→ PROBLEM DETAILS
Print the listing in full, with no character changed.

→ RECORDS FOR THIS TASK
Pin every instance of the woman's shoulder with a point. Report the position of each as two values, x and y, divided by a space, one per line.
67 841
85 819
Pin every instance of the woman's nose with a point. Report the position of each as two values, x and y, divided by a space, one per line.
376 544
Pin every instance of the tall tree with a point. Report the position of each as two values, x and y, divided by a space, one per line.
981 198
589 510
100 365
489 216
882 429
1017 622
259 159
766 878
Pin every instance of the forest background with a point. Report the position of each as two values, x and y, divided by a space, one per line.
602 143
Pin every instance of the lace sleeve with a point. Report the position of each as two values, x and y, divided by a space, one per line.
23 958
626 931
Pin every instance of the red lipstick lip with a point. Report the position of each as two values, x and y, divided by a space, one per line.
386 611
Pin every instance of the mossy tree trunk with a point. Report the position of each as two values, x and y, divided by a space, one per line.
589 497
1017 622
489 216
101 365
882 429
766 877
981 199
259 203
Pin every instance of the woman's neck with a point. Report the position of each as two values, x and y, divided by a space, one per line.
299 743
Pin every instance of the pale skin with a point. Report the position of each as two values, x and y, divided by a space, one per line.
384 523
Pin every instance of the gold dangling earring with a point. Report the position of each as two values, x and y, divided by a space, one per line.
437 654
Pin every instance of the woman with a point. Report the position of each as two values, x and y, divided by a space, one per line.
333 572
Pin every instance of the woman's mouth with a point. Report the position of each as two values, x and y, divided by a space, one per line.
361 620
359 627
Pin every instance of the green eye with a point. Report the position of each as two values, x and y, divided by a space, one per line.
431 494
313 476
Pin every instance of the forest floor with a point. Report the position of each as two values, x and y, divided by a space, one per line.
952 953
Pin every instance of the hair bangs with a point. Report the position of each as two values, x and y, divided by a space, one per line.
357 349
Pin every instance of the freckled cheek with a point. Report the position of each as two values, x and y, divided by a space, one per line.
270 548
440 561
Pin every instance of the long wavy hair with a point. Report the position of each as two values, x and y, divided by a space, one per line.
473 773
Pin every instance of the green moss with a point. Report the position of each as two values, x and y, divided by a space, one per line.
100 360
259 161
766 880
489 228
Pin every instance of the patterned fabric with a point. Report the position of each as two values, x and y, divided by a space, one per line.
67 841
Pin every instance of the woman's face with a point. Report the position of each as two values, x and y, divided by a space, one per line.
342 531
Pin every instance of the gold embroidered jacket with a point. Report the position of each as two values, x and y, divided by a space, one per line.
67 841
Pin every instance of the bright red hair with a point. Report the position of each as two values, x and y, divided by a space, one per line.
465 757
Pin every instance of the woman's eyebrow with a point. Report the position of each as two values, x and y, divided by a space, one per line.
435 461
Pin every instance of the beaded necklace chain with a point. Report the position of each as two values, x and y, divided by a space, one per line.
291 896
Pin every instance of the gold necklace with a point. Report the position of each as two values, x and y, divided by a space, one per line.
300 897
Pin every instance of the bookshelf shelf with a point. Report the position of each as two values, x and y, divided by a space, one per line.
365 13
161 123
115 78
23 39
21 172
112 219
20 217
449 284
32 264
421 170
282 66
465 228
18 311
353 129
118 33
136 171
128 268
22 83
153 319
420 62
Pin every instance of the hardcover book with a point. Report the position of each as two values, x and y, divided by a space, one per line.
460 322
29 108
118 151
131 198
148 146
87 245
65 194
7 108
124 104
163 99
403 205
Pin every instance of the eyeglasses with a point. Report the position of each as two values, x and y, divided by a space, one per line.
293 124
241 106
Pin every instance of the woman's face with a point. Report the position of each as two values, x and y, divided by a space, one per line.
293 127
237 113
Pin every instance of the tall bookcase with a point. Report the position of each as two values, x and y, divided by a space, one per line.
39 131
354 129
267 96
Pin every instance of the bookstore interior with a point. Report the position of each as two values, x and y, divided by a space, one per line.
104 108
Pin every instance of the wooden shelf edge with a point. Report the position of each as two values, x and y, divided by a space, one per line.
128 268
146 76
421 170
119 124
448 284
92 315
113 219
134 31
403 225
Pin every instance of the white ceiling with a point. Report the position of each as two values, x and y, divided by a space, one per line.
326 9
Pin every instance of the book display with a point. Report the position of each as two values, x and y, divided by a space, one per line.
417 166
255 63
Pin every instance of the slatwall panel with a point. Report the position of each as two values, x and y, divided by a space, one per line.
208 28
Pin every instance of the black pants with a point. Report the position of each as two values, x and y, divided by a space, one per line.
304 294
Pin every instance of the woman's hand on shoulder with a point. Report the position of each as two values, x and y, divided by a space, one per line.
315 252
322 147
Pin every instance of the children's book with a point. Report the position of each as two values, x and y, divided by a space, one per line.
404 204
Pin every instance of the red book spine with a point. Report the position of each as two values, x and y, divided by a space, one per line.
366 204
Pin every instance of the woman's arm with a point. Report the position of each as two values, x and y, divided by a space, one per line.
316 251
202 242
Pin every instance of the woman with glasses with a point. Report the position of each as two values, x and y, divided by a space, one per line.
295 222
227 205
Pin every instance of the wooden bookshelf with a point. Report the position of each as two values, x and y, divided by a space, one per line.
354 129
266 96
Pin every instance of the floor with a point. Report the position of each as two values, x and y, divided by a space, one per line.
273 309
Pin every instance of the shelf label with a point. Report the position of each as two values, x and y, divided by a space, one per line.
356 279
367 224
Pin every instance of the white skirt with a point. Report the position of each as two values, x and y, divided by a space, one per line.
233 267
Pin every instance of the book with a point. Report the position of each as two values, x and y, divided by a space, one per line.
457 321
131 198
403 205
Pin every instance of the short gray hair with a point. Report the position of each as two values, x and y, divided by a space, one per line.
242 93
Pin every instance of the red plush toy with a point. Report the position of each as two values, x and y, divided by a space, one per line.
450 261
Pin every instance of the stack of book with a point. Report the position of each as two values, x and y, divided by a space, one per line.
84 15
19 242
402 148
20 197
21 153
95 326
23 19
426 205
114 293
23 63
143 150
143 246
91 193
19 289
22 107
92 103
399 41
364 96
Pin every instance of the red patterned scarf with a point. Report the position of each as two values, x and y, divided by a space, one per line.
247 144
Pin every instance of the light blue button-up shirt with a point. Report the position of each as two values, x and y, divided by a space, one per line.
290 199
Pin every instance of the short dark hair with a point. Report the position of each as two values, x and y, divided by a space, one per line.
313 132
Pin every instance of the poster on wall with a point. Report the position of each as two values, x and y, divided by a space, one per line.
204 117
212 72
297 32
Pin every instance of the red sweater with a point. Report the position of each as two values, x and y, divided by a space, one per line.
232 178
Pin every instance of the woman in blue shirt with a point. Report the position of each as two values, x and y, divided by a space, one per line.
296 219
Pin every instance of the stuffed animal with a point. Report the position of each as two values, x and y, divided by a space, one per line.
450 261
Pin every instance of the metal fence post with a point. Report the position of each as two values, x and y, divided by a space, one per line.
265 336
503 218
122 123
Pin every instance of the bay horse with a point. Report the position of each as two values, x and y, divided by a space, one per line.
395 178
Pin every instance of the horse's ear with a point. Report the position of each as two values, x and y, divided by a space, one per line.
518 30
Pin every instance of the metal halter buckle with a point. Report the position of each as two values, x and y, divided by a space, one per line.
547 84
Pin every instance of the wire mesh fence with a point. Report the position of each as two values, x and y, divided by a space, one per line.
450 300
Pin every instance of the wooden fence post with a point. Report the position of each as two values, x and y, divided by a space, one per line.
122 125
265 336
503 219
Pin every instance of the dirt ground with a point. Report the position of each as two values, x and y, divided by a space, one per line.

→ WORKED SOLUTION
Pin every instance of the woman's shoulder with a point. Report the position of each as two values, x and y, divided by a space, one per line.
67 841
85 819
Pin every instance of the woman's nose with a point. Report the position of each as two values, x and y, divided by a space, one per line.
376 544
Pin every instance of the tall tree with a point. Report the position of each as two values, x and y, divided by a space, one per line.
981 198
589 510
100 365
489 216
882 429
1017 622
259 159
766 878
Pin every instance of the forest background with a point. Report the position of each as two values, x and y, divided by a space, one per line.
602 143
Pin every instance of the lace sleeve with a point. Report the position of each as two values, x and y, divided by a space, one per line.
23 958
626 931
Pin every instance of the red lipstick lip with a point. Report the position of each as two values, x and y, divided by a space, one per line.
386 611
Pin every instance of the mossy tree trunk with a point. Report the position of each as two values, x and y, divided by a space, one per line.
589 497
1017 622
489 216
101 365
882 429
766 877
981 199
259 203
Pin every instance of the woman's neck with a point. Report the position of each as two values, x and y, divided by a space, one per line.
299 743
Pin every instance of the pale skin with a point. Report the position of each as two values, x and y, divided by a space, one per line.
384 523
Pin every instance of the gold dangling earring with a point. Report the position of each as two values, x and y, divided by a space, one per line.
437 654
Pin every instance of the woman with a point. Report the position of each as two values, x and y, divided by a space, one per line.
333 572
Pin every instance of the woman's mouth with a point. Report the position of each as two values, x and y, divided by a space, one per line.
361 620
359 627
Pin every instance of the green eye with a point. Report the position of each as two values, x and y, divided by a space, one per line.
431 494
313 476
Pin every instance of the forest floor with a point. Report the position of each as two values, x and y, divided by a space, one per line.
952 953
Pin every instance of the hair bangs with a point. Report the position of each as two values, x and y, divided by a space, one per line.
357 349
Pin every instance of the freckled cheek with a point. Report the position of each as two values, x and y, divided by a space, one per line.
270 548
440 561
Pin every instance of the long wavy hair with a point. Report the position of each as two values, x and y, divided by a space, one per line.
473 773
Pin every instance of the green moss with a point. Report the position of each as two values, x and y, divided by a space, one per line.
100 360
259 161
766 880
489 228
Pin every instance of the patterned fabric with a point. Report the position of each as two values, x and y, divided by a space, one per line.
67 841
Pin every instance of the woman's face with a point. Report the position of each as two values, x and y, divided by a space, one per line.
342 531
Pin every instance of the gold embroidered jacket with a point. Report the position of each as two values, x and y, divided by a space, one per line.
67 841
Pin every instance of the bright red hair with a point. Report the position of each as two values, x and y, divided by a space, one per line.
465 757
Pin every instance of the woman's eyebrow with a point. Report the position of each as two values, x and y, divided by a space, one per line.
435 461
Pin every instance of the beaded necklace chain with a point. Report the position of each as two values, x and y, divided by a space, one per line.
291 896
Pin every instance of the gold necklace with a point. Report the position of each as two values, x and y, divided by a space, one per line.
300 897
Pin every instance of the bookshelf shelf with a point. Report the position of each as two values, x and y, divided by a space, one per line.
365 13
161 123
115 78
23 39
21 172
112 219
20 217
449 284
32 264
421 170
282 66
465 228
18 311
353 129
118 33
136 171
128 268
22 83
153 319
420 62
Pin every instance of the hardcover book with a point. Report the position of each as two values, x and y, divided by a space, one per line.
460 322
29 108
118 151
131 198
148 146
87 245
65 194
7 108
124 104
163 99
403 205
Pin every instance of the eyeglasses with a point. Report the position of each as two values, x and y, divided by a space, one per line.
293 124
241 106
Pin every instance of the woman's face with a point. Report the position of each as two values, x and y, divided by a space, one per line.
293 127
237 113
Pin every instance of the tall bookcase with a point. Report the position of each as two values, x and y, divided by a space, one per line.
39 131
354 129
267 96
Pin every instance of the bookstore interior with a point. Report the position of each as two values, x and y, divided by a space, one per line.
104 108
Pin every instance of the wooden shelf edge with a point. Report the position of each as two values, x and y, divided by a space, one per line.
128 268
146 76
421 170
119 124
448 284
92 315
113 219
134 31
403 225
Pin every instance of the white ceiling with a point. Report the position of each as two values, x and y, divided by a space, one per line.
326 9
Pin every instance of the book display with a point. Report the position of each as two values, x and y, divided by a space, one per line.
417 166
255 63
Pin every instance of the slatwall panel with a point. Report the position of each as two values, x and y, divided by a space, one per line.
208 28
Pin every instance of the black pants with a point. Report the position of each as two values, x and y, divided by a space, one per line.
304 294
Pin every instance of the woman's hand on shoulder with a point. Report the position of each as two values, x and y, divided by a space, one per line.
315 252
322 147
Pin every instance of the children's book with a point. Report the position of each as two values, x and y, divided by a space, one per line.
404 204
Pin every instance of the red book spine with a point. Report the position of each as two values, x and y, divided by a space, one per line.
366 204
Pin every instance of the woman's arm with a point. Report the position of each as two values, x and y, divided by a space, one per line.
316 251
202 242
Pin every instance of the woman with glasses with a point. Report the position of each as two values, x and y, divided by a space, one per line.
295 222
227 205
Pin every instance of the wooden bookshelf with a point. Report the position of each as two values, x and y, divided by a space, one per line.
354 129
266 96
Pin every instance of the floor with a point. Report the position of each as two values, x and y, divided by a space, one per line.
273 309
Pin every instance of the shelf label with a point. Report the position of each as two values, x and y, divided by a space, one per line.
356 279
367 224
Pin every instance of the white skirt with a point. Report the position of each as two values, x and y, divided by a space, one per line.
233 267
Pin every instance of the book with a point. Report the position of each as two values, x and y, divided by a space, one per line.
457 321
131 198
403 205
Pin every instance of the short gray hair with a point. Report the position of each as two values, x and y, divided by a space, one per line.
242 93
Pin every instance of the red plush toy with a point. Report the position of each as two values, x and y, divided by a space, one per line.
450 261
Pin every instance of the stack of book with a point. Report the position of each as two values, x and y, divided by a space, one per line.
84 15
19 242
402 148
20 197
21 153
95 326
23 19
426 205
114 293
23 63
143 150
143 246
91 193
19 289
22 107
92 103
399 41
364 96
Pin every instance of the red patterned scarf with a point. Report the position of each as two values, x and y, divided by a space, one per line.
247 144
Pin every instance of the light blue button-up shirt with a point. Report the position of each as two values, x and y, divided by a space, one per line.
290 199
Pin every instance of the short dark hair with a point. Report the position of each as two values, x and y, divided by a space, one per line.
313 132
Pin every instance of the poster on wall with a point. Report the position of each as two values, x and y, divided by a space, one per line.
204 117
212 72
297 32
Pin every instance of the red sweater with a point. Report the position of each as two values, x and y, divided by a space, one per line.
232 178
Pin every instance of the woman in blue shirt with a point. Report the position of each as two values, x and y, divided by a space, one per line.
296 219
Pin every instance of the stuffed animal with a point. Report the position of each as two values, x and y, divided by a space, one per line.
450 261
Pin every instance of the metal fence post with a point. Report the position of each as two values, x and y, divided by a space, one per line.
265 336
503 218
122 123
Pin every instance of the bay horse with a point. Report the position of each as two values, x and y, divided by a space, one per line.
395 178
Pin every instance of the horse's ear with a point. Report the position of each as two values, x and y, divided by a space, one per line.
518 30
Pin every instance of the metal halter buckle with a point. Report the position of each as two values, x and y, divided by a space, one per line.
547 84
Pin every instance of the wire mesh fence with a point. Report the position of each as two values, x and y, divided by a space, one per line.
450 300
Pin every instance of the wooden fence post with a point. Report the position of each as two values, x and y, divided by a space, one per line.
122 125
265 336
503 219
Pin every instance of the dirt ground with a point. Report the position of each as two values, x and y, divided by a space, one per line.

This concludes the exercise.